Copy each of the items below word for word, without changing anything.

Task inputs:
# # # # # # #

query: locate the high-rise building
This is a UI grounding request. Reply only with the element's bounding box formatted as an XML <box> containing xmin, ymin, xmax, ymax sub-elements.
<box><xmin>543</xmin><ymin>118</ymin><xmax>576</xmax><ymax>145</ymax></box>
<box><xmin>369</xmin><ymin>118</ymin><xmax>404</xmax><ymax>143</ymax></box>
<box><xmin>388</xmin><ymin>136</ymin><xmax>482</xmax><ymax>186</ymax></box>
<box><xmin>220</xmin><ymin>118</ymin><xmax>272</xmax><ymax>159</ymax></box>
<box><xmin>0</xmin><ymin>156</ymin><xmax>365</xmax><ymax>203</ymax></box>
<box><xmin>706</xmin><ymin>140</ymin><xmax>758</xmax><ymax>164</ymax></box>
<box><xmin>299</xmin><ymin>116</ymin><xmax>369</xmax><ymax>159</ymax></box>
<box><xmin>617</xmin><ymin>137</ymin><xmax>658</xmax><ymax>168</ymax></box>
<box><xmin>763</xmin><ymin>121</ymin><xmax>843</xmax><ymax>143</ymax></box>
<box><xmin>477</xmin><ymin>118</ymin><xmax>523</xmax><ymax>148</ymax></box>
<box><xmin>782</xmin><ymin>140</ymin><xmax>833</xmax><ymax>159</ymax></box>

# # # # # # #

Answer for this exercise:
query: locate the high-rise building
This is a UI grounding request. Reply only with the element's bounding box formatted as an XML <box> containing xmin, ymin, xmax, ymax sub-elements.
<box><xmin>543</xmin><ymin>118</ymin><xmax>576</xmax><ymax>145</ymax></box>
<box><xmin>369</xmin><ymin>118</ymin><xmax>404</xmax><ymax>143</ymax></box>
<box><xmin>388</xmin><ymin>136</ymin><xmax>482</xmax><ymax>186</ymax></box>
<box><xmin>220</xmin><ymin>118</ymin><xmax>272</xmax><ymax>159</ymax></box>
<box><xmin>0</xmin><ymin>156</ymin><xmax>365</xmax><ymax>203</ymax></box>
<box><xmin>706</xmin><ymin>140</ymin><xmax>758</xmax><ymax>164</ymax></box>
<box><xmin>299</xmin><ymin>116</ymin><xmax>369</xmax><ymax>159</ymax></box>
<box><xmin>617</xmin><ymin>137</ymin><xmax>658</xmax><ymax>168</ymax></box>
<box><xmin>763</xmin><ymin>121</ymin><xmax>843</xmax><ymax>143</ymax></box>
<box><xmin>477</xmin><ymin>118</ymin><xmax>523</xmax><ymax>148</ymax></box>
<box><xmin>782</xmin><ymin>140</ymin><xmax>833</xmax><ymax>159</ymax></box>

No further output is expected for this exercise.